» GIVEN EXERCISE
Can you give every line of the items below as a Markdown table with the columns "Row" and "Item line", numbering the rows, skipping blank lines, and leaving the pictures out?

» AVAILABLE DATA

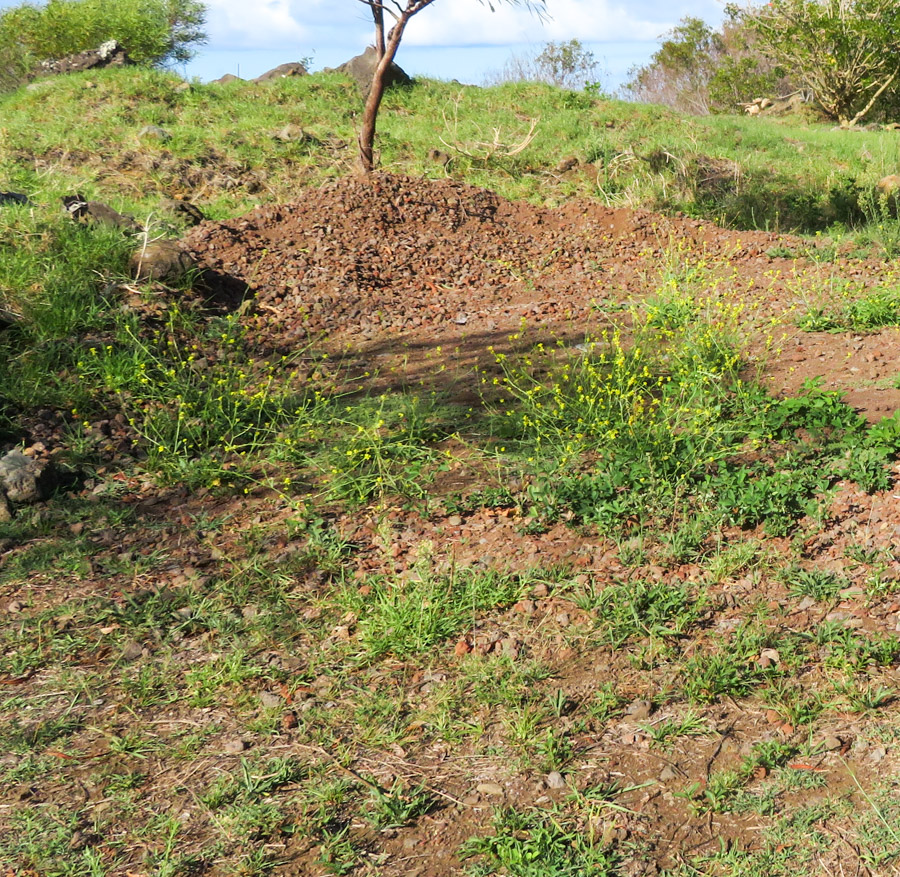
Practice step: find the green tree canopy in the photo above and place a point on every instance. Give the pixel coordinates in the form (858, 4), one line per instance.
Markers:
(153, 32)
(846, 51)
(700, 70)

» THE RESPONSE
| Row | Item line |
|---|---|
| 1 | Practice step: find the green tree canopy in the photo above and place a point on every instance. Give the pixel coordinates in the form (858, 4), one line per instance. |
| 2 | Markers: |
| 3 | (153, 32) |
| 4 | (846, 51) |
| 5 | (700, 70) |